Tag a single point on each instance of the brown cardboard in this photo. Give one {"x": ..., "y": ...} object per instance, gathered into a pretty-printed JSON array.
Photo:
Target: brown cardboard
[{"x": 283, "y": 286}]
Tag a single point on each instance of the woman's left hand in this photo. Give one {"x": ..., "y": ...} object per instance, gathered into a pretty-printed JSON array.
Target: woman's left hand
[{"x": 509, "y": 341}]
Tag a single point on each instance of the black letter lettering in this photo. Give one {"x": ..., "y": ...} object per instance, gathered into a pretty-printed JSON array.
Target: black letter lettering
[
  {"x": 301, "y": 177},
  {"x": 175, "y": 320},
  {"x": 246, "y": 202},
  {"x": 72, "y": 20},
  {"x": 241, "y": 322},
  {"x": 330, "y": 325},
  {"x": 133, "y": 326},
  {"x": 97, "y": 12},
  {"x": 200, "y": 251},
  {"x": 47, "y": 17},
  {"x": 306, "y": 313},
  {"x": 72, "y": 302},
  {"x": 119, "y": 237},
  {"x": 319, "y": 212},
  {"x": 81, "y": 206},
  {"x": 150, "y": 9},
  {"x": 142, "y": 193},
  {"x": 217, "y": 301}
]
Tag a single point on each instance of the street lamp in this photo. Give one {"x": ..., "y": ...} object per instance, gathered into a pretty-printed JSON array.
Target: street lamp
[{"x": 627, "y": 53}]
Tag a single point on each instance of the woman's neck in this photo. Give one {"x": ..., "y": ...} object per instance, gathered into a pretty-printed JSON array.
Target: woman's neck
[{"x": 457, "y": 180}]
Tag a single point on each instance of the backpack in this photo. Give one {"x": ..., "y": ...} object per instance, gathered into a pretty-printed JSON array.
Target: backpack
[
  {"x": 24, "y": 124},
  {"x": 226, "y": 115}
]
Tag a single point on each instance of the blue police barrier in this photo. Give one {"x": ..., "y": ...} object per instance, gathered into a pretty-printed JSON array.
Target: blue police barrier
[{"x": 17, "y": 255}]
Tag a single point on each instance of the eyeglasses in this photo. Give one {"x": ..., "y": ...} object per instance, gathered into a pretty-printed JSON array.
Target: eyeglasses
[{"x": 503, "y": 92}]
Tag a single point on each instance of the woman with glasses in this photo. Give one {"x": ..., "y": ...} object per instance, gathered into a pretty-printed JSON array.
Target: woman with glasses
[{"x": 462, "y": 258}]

============================================================

▶ [REQUIREMENT]
Rewrite all of the entries above, replacing every "Target" with "Label" and leaving everything else unchanged.

▶ [EXPECTED OUTPUT]
Tag a single point on each instance of the brown cardboard in this photo. Give one {"x": ..., "y": ...} object per instance, gathered into a pretty-printed JSON array.
Photo:
Label: brown cardboard
[{"x": 283, "y": 286}]
Tag a single point on each instance of the woman's left hand in this photo. Give one {"x": ..., "y": ...} object per instance, gathered into a pretty-printed JSON array.
Label: woman's left hand
[{"x": 509, "y": 341}]
Tag a single point on each instance of the black letter lettering in this photo. Give one {"x": ..., "y": ...} object per instance, gathered into a pretty-printed JSON array.
Label: black letter lettering
[
  {"x": 301, "y": 177},
  {"x": 175, "y": 320},
  {"x": 246, "y": 202},
  {"x": 72, "y": 20},
  {"x": 241, "y": 322},
  {"x": 330, "y": 325},
  {"x": 133, "y": 326},
  {"x": 97, "y": 12},
  {"x": 200, "y": 251},
  {"x": 47, "y": 17},
  {"x": 306, "y": 313},
  {"x": 72, "y": 302},
  {"x": 119, "y": 237},
  {"x": 319, "y": 212},
  {"x": 81, "y": 206},
  {"x": 150, "y": 9},
  {"x": 142, "y": 193},
  {"x": 217, "y": 301}
]
Tag a single point on each instance of the street lamp in this photo. Give one {"x": ..., "y": ...} object per instance, gathered into a pretty-printed JSON array.
Label: street lamp
[{"x": 627, "y": 53}]
Tag a single point on each instance of the woman's neck in this photo. Give one {"x": ..., "y": ...} object per instance, gathered into a pretty-printed JSON array.
Label: woman's neck
[{"x": 457, "y": 180}]
Tag a single point on each instance of the backpack in this photo. Give one {"x": ..., "y": ...} object per instance, gathered into a pretty-printed JSON array.
Label: backpack
[
  {"x": 24, "y": 124},
  {"x": 226, "y": 115}
]
Tag a single point on each instance of the blue police barrier in this photo. Give one {"x": ..., "y": ...} object per instance, gathered into a pretty-printed JSON array.
Label: blue police barrier
[{"x": 17, "y": 255}]
Tag a single point on each instance of the eyeglasses in this photo. Give one {"x": ..., "y": ...} object per instance, gathered into a pretty-printed JSON array.
Label: eyeglasses
[{"x": 503, "y": 92}]
Tag a single point on each instance of the woman with glasses in this photo. Give one {"x": ..., "y": ...} object per instance, gathered into a pretty-printed JSON array.
Label: woman with glasses
[{"x": 462, "y": 258}]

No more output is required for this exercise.